(Data items)

══════

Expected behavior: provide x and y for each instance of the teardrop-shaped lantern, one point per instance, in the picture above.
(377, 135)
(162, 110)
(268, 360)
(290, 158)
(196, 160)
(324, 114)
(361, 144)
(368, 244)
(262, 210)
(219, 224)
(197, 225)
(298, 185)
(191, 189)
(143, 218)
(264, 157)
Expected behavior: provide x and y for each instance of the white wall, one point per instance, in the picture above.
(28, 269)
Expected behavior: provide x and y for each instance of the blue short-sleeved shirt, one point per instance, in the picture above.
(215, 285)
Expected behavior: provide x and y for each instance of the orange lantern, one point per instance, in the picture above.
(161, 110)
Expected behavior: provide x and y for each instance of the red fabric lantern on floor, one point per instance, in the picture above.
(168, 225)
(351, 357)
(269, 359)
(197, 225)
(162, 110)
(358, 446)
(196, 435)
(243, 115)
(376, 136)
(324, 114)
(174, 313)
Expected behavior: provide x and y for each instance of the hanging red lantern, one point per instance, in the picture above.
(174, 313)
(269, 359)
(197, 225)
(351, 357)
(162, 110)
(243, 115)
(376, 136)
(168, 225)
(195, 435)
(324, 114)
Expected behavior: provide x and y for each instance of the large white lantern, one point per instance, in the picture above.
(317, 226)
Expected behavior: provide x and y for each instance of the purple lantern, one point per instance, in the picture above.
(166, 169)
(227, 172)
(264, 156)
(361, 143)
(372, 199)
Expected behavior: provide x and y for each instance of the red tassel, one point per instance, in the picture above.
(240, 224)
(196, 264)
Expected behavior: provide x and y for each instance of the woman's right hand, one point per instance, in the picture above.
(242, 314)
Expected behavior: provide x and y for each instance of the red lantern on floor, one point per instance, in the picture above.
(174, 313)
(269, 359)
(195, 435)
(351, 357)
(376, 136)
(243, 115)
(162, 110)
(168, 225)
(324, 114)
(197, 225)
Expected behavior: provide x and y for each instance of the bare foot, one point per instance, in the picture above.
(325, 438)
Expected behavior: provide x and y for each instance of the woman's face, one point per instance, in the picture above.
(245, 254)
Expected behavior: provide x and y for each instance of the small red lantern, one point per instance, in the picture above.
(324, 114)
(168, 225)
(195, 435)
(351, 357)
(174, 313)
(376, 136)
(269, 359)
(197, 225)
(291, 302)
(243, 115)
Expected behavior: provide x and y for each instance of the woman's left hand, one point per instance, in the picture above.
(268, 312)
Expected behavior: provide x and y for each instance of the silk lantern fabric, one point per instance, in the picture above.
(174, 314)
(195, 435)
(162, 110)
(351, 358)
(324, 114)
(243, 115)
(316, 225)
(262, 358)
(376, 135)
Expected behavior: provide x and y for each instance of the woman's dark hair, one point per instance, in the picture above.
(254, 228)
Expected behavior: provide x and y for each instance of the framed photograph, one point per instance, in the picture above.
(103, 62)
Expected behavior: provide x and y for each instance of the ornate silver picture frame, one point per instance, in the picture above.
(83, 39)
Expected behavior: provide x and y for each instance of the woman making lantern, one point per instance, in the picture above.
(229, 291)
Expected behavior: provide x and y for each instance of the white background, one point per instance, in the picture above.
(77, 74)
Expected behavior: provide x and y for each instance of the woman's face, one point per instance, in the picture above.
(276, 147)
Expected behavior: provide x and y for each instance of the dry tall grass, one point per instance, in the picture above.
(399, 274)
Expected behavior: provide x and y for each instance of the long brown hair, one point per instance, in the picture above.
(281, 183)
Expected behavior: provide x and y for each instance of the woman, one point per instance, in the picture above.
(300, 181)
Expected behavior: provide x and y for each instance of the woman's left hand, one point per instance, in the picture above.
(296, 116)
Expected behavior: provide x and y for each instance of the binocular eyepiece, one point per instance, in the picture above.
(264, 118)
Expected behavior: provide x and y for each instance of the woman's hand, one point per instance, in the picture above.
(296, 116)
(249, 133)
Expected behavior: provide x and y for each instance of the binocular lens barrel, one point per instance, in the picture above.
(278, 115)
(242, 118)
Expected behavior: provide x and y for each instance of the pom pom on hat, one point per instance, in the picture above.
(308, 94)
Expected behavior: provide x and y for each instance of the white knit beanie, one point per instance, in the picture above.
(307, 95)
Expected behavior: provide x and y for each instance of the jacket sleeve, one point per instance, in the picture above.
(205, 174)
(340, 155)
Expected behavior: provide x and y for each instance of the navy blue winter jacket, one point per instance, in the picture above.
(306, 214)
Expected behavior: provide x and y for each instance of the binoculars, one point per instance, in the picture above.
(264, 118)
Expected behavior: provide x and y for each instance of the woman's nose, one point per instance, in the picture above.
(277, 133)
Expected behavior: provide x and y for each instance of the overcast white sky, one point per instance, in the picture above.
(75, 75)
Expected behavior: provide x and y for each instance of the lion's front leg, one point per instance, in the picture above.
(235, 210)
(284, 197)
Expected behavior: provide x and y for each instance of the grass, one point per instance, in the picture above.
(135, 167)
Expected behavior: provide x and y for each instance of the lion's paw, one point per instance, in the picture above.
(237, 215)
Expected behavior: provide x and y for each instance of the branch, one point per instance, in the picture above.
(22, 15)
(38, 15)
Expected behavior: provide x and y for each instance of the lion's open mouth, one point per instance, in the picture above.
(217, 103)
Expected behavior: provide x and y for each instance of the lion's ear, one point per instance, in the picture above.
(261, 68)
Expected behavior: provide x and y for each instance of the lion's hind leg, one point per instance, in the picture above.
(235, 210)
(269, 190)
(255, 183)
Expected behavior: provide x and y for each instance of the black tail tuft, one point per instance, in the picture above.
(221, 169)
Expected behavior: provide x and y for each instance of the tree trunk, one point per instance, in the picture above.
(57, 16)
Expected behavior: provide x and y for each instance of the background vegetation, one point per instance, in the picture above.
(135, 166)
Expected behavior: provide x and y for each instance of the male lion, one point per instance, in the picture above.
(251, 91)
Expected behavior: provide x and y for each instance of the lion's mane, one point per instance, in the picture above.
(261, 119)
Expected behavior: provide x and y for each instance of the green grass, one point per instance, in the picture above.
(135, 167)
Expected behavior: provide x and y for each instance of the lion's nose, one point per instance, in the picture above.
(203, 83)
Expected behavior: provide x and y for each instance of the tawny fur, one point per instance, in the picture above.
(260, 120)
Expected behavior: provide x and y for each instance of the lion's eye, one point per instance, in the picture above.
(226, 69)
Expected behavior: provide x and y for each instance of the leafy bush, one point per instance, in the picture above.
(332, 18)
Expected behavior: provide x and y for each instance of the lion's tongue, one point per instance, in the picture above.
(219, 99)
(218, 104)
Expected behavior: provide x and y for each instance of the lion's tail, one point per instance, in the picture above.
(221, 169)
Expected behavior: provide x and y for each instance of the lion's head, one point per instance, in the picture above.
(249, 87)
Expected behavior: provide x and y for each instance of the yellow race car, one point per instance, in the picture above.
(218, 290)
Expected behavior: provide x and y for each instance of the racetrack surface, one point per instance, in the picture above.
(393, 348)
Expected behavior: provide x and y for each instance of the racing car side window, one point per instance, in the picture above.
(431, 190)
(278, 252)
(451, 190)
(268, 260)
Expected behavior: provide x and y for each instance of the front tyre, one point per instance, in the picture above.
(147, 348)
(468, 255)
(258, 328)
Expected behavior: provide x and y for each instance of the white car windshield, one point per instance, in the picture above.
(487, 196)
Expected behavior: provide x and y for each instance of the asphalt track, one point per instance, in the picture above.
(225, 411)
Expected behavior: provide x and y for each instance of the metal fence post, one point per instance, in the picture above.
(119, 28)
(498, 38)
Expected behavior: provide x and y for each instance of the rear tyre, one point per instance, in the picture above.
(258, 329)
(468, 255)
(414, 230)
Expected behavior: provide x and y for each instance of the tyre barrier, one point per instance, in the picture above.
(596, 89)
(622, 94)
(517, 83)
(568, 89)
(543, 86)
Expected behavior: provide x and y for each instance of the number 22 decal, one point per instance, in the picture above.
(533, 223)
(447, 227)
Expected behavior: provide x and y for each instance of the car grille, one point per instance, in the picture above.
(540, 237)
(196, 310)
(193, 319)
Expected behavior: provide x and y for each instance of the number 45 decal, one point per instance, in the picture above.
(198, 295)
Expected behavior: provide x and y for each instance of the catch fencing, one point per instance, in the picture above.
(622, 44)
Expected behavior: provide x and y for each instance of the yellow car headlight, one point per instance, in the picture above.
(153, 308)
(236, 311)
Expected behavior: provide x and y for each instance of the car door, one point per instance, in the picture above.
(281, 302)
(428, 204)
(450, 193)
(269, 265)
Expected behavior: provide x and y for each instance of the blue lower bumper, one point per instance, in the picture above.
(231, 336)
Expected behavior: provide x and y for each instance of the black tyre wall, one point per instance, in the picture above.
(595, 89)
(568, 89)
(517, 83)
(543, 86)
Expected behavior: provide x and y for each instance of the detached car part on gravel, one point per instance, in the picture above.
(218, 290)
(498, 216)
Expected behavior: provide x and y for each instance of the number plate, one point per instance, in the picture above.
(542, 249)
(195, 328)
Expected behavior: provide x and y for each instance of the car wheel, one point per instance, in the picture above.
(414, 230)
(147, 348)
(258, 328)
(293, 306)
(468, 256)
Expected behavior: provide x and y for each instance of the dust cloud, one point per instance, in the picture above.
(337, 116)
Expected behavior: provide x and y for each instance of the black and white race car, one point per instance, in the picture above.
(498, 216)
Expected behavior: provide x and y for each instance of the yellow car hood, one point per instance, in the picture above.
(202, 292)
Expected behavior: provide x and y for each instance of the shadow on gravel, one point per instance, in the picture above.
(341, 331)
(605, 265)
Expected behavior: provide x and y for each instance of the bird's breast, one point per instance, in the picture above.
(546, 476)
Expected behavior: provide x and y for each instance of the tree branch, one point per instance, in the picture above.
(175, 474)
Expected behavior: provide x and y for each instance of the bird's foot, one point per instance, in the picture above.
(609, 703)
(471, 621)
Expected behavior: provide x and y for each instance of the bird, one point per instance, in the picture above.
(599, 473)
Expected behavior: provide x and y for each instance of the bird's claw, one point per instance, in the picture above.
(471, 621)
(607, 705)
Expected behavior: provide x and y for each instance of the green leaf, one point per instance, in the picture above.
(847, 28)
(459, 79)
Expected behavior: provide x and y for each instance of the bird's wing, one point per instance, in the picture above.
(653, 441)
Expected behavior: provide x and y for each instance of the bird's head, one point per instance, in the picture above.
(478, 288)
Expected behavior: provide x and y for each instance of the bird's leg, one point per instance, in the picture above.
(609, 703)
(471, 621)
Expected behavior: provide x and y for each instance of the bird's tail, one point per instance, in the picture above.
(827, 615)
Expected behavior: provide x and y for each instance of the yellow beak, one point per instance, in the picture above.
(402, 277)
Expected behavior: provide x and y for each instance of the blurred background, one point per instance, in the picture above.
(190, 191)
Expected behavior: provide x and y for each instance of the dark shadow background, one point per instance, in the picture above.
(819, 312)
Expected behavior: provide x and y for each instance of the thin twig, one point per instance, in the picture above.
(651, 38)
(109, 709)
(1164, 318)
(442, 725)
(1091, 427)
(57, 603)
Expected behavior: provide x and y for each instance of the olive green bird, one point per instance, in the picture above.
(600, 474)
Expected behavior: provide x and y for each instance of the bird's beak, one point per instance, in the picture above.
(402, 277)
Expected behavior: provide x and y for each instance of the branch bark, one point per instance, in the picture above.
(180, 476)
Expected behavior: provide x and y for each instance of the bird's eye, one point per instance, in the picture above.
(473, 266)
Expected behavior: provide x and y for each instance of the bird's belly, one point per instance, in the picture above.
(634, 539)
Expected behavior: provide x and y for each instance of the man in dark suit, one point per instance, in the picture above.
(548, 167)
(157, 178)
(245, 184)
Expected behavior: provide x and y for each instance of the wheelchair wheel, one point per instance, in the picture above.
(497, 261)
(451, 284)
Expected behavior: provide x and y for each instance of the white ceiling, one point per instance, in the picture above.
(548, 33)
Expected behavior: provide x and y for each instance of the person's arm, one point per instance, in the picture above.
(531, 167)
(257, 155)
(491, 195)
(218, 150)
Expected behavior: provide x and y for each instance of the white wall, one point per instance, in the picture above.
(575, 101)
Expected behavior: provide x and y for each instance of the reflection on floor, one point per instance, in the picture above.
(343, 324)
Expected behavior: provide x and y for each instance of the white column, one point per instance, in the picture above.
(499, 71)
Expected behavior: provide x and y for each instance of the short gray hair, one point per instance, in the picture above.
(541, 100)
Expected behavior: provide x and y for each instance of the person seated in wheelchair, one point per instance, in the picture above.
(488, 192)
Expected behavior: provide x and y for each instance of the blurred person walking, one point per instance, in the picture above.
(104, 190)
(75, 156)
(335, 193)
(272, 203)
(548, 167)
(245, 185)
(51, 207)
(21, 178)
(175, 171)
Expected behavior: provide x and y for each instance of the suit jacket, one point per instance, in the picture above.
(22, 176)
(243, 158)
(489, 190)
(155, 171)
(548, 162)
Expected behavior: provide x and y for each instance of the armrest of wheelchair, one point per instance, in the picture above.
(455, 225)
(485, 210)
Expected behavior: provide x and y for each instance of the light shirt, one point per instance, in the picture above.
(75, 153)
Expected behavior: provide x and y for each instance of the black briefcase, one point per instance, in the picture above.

══════

Exactly and only the lines from the line containing "of the reflection" through the last line of the entries should be copied, both ends included.

● **FINAL RESULT**
Expected behavior: provide x and y for each instance of the reflection on floor, one point per instance, in the picture above.
(343, 324)
Expected behavior: provide x and y for each instance of the white column, one point per instance, in the picture above.
(499, 71)
Expected behavior: provide x and y for each instance of the short gray hair, one point per instance, in the picture above.
(541, 100)
Expected behavior: provide x and y for each instance of the person seated in wheelchair, one point per instance, in the picture above.
(488, 192)
Expected behavior: provide x and y for each instance of the blurred person walking, one point per instance, in the picture above.
(104, 190)
(75, 156)
(335, 193)
(272, 203)
(548, 167)
(245, 185)
(51, 207)
(21, 178)
(175, 171)
Expected behavior: provide x and y for each instance of the suit jacket, one point per instance, in the picture above.
(22, 176)
(243, 158)
(489, 190)
(155, 171)
(548, 162)
Expected behavior: provide x and y for each instance of the armrest of wheelchair, one point per instance, in the picture above.
(455, 225)
(485, 210)
Expected behavior: provide x and y for each instance of the light shirt, one point per instance, in the picture above.
(75, 153)
Expected behavior: provide x and y for each instance of the black briefcase, one point per instance, in the picture above.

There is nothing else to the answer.